Your goal> Copy the passage about Roy from the words "It was Roy's" through "Antiquaries of London.", replacing "Copley Medal" with "Royal Medal".

Passage>
****************************************
It was Roy's advocacy and leadership that led to the creation of the Ordnance Survey in 1791, the year after his death. His technical work in the establishment of a surveying baseline won him the Copley Medal in 1785. His maps and drawings of Roman archaeological sites in Scotland were the first accurate and systematic study of the subject, and have not been improved upon even today. Roy was a Fellow of the Royal Society and a member of the Society of Antiquaries of London.
Roy's father had been a steward or factor (ie, a representative of a landowner in Scotland) in the service of the Hamiltons of Hallcraig, as well as an elder of the Kirk. His grandfather had held a similar position as factor, and his uncle acted in that capacity for the Lockharts of Lee. His younger brother James had held the bursary in the Grammar School and College of Glasgow, took a Master of Arts after studies in the Languages and Philosophy, was licensed by the Presbytery of Glasgow, and held several other notable positions before his untimely death in 1767, at the age of 37.
****************************************
Excerpted data>
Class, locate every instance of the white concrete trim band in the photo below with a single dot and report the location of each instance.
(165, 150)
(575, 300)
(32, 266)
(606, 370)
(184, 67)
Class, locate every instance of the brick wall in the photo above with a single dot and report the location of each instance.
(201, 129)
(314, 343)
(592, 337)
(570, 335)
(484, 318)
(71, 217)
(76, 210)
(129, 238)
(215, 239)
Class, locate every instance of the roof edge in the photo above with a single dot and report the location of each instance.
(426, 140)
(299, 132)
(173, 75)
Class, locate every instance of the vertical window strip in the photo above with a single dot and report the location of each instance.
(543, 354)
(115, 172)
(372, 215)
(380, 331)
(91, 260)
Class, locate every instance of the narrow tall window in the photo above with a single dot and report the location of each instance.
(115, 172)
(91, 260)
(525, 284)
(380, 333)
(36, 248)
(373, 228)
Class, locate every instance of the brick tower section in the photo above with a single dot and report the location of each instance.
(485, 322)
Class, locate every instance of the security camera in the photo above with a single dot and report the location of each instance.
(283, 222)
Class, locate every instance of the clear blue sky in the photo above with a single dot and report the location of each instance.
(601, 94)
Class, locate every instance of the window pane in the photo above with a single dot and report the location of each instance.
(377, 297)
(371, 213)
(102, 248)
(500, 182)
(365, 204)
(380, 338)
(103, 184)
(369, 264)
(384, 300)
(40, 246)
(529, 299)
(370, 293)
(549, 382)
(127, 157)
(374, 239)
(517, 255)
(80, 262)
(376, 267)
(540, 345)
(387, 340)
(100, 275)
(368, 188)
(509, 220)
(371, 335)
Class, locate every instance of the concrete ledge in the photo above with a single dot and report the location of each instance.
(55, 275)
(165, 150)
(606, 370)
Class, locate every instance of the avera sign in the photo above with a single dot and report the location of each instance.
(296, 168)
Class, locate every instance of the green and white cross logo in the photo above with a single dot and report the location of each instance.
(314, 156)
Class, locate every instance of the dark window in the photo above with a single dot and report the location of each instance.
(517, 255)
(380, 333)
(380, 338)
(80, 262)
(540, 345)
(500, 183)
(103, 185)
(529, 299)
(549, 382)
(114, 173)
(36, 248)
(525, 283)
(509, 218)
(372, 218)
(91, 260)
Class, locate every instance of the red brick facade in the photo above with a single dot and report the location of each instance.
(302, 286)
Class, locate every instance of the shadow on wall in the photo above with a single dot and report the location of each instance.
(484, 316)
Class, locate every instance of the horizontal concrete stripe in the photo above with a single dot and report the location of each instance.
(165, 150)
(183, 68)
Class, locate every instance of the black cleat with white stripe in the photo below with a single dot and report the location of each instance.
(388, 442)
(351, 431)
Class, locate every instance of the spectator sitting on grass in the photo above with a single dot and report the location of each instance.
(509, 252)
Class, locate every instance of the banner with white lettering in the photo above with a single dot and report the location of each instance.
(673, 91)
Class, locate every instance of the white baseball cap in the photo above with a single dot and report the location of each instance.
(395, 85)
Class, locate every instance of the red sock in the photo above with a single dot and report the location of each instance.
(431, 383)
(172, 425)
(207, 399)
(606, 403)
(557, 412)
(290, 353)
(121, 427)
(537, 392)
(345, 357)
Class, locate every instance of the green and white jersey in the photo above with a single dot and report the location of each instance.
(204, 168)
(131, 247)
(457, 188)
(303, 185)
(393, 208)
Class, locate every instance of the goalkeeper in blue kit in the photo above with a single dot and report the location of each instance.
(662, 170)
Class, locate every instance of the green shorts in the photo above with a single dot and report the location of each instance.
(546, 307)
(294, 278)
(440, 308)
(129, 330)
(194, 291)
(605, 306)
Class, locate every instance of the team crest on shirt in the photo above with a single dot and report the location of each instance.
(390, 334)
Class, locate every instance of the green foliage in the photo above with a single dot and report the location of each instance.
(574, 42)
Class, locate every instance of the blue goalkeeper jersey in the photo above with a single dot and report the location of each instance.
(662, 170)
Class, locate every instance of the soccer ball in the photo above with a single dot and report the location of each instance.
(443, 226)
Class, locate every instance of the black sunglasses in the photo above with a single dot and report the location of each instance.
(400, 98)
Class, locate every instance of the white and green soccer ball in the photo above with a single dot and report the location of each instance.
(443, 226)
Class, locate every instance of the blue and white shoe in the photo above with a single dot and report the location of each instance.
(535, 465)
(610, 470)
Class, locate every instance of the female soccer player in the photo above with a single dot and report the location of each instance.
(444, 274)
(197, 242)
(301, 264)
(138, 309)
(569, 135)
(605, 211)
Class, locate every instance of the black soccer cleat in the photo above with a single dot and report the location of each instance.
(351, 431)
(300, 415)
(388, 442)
****************************************
Task solution>
It was Roy's advocacy and leadership that led to the creation of the Ordnance Survey in 1791, the year after his death. His technical work in the establishment of a surveying baseline won him the Royal Medal in 1785. His maps and drawings of Roman archaeological sites in Scotland were the first accurate and systematic study of the subject, and have not been improved upon even today. Roy was a Fellow of the Royal Society and a member of the Society of Antiquaries of London.